*EXERCISE PROMPT*. Your answer should be a single number: the count of lines in the records below containing the word "Target".
┌──
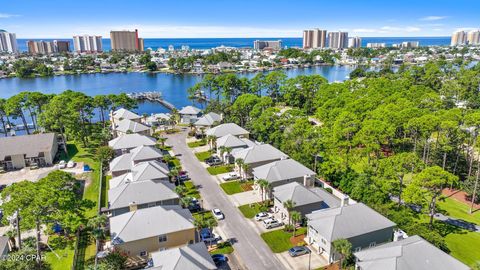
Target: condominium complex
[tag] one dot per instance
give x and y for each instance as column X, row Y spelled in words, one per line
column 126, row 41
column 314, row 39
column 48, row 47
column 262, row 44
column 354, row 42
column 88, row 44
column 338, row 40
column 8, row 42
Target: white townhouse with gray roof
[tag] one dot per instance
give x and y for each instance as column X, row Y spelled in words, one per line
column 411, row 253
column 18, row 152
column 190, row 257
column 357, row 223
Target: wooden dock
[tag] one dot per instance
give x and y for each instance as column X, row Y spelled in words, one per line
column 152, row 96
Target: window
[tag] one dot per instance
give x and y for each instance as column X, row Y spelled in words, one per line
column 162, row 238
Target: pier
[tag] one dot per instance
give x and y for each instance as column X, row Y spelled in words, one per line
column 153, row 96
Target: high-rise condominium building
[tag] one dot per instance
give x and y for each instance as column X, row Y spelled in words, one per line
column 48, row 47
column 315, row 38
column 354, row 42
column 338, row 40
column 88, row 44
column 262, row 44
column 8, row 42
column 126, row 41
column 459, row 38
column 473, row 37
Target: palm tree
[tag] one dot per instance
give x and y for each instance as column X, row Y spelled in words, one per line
└──
┌──
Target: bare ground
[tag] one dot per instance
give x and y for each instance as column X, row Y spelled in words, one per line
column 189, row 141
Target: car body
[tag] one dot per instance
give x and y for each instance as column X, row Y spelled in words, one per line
└──
*SOLUTION TO THIS PROBLEM*. 9